▸ DEINE AUFGABE: Bitte gib die folgenden Zeilen des Materials unverändert wieder: Beginne mit der Zeile, die „Target: driver side window“ enthält, und höre erst mit der letzten Zeile des Materials auf.

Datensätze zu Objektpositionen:
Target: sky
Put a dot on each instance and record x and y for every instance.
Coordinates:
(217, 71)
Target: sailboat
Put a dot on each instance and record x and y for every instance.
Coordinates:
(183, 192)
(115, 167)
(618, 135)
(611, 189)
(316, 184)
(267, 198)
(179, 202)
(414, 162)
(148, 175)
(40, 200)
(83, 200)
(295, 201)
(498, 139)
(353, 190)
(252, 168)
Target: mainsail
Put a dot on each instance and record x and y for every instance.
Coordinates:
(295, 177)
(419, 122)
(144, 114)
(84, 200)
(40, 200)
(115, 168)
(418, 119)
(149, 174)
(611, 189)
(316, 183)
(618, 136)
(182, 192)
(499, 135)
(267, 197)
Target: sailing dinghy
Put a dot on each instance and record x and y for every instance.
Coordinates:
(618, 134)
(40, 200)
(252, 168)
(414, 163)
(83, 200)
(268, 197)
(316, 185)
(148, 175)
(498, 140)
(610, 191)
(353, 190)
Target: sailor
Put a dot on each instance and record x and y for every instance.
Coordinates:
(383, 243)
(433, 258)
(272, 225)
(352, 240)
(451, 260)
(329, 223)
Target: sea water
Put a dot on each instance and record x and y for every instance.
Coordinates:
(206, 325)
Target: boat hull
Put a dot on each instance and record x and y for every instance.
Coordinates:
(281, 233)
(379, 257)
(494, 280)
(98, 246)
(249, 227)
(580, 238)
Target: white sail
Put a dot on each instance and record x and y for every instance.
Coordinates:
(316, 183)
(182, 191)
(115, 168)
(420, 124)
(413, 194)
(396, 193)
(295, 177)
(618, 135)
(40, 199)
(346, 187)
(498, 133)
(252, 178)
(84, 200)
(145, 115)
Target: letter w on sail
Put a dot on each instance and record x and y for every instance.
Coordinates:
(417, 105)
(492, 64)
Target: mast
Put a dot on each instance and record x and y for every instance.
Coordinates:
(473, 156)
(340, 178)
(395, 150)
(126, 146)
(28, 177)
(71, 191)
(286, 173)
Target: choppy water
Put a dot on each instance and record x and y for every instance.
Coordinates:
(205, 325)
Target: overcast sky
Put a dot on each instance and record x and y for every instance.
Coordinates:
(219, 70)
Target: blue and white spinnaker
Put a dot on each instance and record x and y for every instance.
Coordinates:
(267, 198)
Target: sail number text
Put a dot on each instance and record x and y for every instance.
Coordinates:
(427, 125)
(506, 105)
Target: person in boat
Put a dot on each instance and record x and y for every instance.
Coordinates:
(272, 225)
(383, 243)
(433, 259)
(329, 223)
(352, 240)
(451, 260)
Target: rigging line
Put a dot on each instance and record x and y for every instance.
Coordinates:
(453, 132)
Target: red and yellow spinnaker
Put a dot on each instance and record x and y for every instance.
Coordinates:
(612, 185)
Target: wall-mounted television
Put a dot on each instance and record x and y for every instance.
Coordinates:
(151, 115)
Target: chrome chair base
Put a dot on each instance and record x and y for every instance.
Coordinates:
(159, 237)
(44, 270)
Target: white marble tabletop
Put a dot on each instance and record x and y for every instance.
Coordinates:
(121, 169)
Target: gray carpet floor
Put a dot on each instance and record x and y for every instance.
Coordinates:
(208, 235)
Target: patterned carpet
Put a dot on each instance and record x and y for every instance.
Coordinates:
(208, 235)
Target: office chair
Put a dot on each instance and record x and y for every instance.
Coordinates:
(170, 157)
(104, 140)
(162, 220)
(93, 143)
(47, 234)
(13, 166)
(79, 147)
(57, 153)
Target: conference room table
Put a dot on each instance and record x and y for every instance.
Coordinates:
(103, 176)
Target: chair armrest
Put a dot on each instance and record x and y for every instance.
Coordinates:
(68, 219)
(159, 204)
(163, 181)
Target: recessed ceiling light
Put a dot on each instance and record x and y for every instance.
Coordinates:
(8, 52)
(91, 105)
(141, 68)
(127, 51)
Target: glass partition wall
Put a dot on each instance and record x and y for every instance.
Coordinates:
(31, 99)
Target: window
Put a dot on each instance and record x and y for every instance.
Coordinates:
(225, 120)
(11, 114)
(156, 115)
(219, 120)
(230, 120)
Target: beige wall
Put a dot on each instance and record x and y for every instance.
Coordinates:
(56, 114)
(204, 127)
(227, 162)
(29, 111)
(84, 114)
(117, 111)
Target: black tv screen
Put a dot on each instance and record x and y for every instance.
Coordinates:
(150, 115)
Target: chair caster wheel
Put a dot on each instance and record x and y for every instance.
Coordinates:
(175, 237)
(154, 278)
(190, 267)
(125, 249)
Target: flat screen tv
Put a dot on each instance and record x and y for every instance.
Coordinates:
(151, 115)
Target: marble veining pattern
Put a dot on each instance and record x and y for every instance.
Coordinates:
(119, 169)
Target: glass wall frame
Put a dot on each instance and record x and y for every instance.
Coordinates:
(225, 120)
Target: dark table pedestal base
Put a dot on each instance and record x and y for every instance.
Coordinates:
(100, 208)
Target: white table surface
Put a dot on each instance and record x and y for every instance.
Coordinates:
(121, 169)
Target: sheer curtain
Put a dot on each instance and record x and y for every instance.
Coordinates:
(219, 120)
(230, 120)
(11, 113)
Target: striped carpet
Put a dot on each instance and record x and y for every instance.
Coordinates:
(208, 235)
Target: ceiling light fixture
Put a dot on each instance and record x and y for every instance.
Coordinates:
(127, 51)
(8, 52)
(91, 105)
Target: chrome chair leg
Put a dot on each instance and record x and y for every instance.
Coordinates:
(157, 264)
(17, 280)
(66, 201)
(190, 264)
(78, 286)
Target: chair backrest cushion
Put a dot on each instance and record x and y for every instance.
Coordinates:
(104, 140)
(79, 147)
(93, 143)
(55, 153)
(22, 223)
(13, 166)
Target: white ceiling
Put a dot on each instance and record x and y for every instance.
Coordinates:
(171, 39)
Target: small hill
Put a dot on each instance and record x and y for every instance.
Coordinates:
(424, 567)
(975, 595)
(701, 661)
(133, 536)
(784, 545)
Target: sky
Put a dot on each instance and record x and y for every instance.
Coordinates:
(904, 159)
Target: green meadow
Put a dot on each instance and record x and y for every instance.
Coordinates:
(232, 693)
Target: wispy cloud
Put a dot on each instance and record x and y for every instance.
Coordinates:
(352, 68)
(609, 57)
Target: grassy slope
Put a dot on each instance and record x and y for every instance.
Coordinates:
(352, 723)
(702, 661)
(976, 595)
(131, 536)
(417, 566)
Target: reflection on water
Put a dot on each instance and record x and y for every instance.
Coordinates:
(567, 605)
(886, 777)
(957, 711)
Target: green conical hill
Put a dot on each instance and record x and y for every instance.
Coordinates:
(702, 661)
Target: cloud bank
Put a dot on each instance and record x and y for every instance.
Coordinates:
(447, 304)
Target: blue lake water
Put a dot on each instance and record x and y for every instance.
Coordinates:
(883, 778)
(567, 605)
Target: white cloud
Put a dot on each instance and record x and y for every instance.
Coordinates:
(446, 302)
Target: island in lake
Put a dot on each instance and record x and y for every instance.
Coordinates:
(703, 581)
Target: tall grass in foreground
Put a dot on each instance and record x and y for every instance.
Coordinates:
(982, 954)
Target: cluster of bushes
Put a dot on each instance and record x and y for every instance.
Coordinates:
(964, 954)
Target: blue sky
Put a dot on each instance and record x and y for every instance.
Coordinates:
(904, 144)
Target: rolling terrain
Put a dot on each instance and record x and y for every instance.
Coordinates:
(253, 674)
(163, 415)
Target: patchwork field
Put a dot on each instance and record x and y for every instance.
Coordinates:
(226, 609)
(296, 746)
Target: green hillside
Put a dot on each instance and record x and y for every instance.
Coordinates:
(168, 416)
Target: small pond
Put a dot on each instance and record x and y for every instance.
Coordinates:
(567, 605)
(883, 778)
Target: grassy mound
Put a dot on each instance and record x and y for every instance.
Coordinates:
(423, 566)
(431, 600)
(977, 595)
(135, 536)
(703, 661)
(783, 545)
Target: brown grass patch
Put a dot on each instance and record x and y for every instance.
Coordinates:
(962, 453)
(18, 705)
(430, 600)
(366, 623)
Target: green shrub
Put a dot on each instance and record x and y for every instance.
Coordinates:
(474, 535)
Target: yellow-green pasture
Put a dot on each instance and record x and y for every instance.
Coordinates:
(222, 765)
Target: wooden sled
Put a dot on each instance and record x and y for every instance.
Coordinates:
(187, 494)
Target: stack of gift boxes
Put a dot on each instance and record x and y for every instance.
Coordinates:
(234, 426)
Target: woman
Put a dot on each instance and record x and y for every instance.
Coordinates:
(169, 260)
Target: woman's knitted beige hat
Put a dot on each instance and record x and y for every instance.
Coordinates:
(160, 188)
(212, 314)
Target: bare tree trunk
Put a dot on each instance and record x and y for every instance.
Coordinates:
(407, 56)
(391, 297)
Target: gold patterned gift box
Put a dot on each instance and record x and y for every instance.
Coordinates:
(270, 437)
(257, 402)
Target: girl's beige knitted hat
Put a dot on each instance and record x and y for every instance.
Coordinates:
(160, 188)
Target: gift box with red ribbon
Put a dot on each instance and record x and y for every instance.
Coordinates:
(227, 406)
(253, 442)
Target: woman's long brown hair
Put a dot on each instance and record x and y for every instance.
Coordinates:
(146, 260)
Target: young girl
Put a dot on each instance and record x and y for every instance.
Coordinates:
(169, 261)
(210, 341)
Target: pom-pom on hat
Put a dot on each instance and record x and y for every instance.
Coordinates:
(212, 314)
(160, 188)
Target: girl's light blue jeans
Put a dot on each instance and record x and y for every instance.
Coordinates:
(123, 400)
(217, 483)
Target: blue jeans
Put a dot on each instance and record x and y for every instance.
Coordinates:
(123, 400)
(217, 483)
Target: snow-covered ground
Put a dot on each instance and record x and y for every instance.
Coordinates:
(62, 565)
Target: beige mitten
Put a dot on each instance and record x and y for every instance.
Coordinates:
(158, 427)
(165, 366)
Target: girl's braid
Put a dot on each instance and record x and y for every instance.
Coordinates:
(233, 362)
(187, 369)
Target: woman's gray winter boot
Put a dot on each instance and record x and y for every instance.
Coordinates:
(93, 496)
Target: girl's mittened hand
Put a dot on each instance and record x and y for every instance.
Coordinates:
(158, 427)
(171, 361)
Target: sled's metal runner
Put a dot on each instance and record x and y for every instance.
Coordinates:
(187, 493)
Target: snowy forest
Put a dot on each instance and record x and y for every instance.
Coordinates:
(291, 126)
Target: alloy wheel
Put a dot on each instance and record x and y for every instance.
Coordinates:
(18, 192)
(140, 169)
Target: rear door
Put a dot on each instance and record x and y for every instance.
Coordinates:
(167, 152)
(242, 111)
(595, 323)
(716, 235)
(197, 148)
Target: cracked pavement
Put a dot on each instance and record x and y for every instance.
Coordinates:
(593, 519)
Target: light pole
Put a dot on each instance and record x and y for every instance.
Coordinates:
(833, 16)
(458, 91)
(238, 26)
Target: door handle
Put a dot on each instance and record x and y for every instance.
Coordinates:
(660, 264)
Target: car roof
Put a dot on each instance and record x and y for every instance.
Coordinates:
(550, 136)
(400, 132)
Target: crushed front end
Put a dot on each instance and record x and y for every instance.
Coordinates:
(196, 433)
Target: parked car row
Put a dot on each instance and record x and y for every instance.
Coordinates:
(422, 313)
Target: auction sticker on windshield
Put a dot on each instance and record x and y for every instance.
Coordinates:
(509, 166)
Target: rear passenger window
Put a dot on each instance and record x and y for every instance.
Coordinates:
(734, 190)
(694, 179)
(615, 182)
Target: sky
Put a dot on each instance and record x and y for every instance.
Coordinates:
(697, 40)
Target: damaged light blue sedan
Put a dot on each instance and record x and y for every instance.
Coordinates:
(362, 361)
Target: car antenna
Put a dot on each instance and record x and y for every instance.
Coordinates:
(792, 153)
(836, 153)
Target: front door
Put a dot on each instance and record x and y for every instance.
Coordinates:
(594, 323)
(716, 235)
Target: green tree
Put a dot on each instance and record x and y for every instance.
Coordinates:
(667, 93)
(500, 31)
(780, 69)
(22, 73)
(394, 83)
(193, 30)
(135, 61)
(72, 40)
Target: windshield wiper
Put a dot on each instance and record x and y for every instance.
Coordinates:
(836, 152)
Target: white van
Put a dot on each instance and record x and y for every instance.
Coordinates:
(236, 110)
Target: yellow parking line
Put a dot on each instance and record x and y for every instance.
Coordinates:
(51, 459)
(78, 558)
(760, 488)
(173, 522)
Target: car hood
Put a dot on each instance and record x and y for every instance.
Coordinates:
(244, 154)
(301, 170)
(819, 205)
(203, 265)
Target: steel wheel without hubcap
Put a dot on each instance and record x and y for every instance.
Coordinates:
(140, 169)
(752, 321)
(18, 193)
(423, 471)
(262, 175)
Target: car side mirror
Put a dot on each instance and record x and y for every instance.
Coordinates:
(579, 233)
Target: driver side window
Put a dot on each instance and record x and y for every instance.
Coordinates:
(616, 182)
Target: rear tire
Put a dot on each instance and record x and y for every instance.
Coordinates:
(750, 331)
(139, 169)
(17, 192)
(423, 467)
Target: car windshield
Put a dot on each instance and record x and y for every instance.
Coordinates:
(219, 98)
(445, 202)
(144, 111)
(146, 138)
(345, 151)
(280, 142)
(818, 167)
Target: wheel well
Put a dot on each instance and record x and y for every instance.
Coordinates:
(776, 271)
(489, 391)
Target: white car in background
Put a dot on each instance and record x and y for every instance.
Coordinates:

▸ FERTIGE ANTWORT:
Target: driver side window
Put a dot on each instance and record x and y for every instance.
Coordinates:
(616, 182)
Target: rear tire
Put a dot on each instance and record x and y for every instance.
Coordinates:
(750, 331)
(139, 169)
(17, 192)
(423, 467)
Target: car windshield
Put a dot on each instance and record x and y for every instance.
Coordinates:
(219, 98)
(445, 202)
(144, 111)
(146, 138)
(345, 151)
(280, 142)
(818, 167)
Target: wheel well
Put a dot on each instance and record x and y for every instance.
Coordinates:
(776, 271)
(489, 391)
Target: white car in background
Put a dot on each instance and record x and y for every instance.
Coordinates:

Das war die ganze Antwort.